* Direction:
Please set down, word for word, everything in the workbench blog post below from "They cover pretty" down to "unfitted); V4 (DC1).".

* Document passage:
· · · ·

Jump to content
Following a software upgrade the Classifieds section is out of action. I'm working to resolve this. ×
 
  • entries
    73
  • comments
    494
  • views
    77,653

Seven Up


richbrummitt

2,618 views

I felt I had free reign when I set up my workbench again to get out and start or re-start whatever I liked. The bench is temporary for the moment, because I want to rearrange the furniture to move my groaning bookcase next to a supported wall. I have been good though: most of the items on it were part finished when I packed them. The only 'new' items out are some 4 wheeled coaches and I'm convinced that it is much better to build these alongside some other short coaches that I started a long time ago.

 

You may have seen these etches before on the What's On Your Workbench thread in the 2mm section of the forum.

 

blogentry-8031-0-11485500-1393280831_thumb.jpg

 

They cover pretty much every variation of the particular kit that has a body or body kit in the association shop. I built them for an article that the magazine editor now has in hand ready to assemble. (It's very picture heavy.) Hopefully it will be of use to someone.

 

This left me with 7 wagons to make. Some of the more modern variations were subsequently chopped about or cut down to suit my requirements for models. First up were a few more resin Minks. These really are lovely and whilst a little more expensive than a plastic kit they really are very lovely. I said that already, sorry.

 

blogentry-8031-0-00906600-1393280885_thumb.jpg

 

From left to right: V5 (centre bonnet vent added, DC1 brakes); V14 (DC3 fitted); V16 (DC3 unfitted); V4 (DC1).

 

Some Opens of various types and styles.

 

blogentry-8031-0-67851600-1393280887_thumb.jpg

 

From left to right: O5 (DC1 - uncommon with this brake and much more likely to have ordinary lever); O2 (DC2 fitted, clasp - also uncommon); O9 (DC2 fitted).

· · · ·

* Dataset extract:
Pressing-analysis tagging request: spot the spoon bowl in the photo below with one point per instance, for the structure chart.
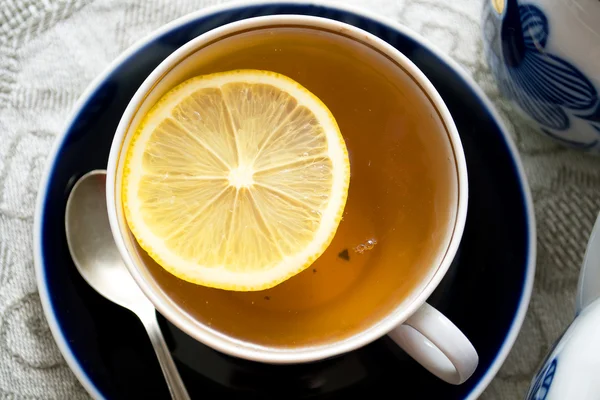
(97, 259)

· · · ·

* Solution for this problem:
They cover pretty much every variation of the particular kit that has a body or body kit in the association shop. I built them for an article that the magazine editor now has in hand ready to assemble. (It's very picture heavy.) Hopefully it will be of use to someone.

 

This left me with 7 wagons to make. Some of the more modern variations were subsequently chopped about or cut down to suit my requirements for models. First up were a few more resin Minks. These really are lovely and whilst a little more expensive than a plastic kit they really are very lovely. I said that already, sorry.

 

blogentry-8031-0-00906600-1393280885_thumb.jpg

 

From left to right: V5 (centre bonnet vent added, DC1 brakes); V14 (DC3 fitted); V16 (DC3 unfitted); V4 (DC1).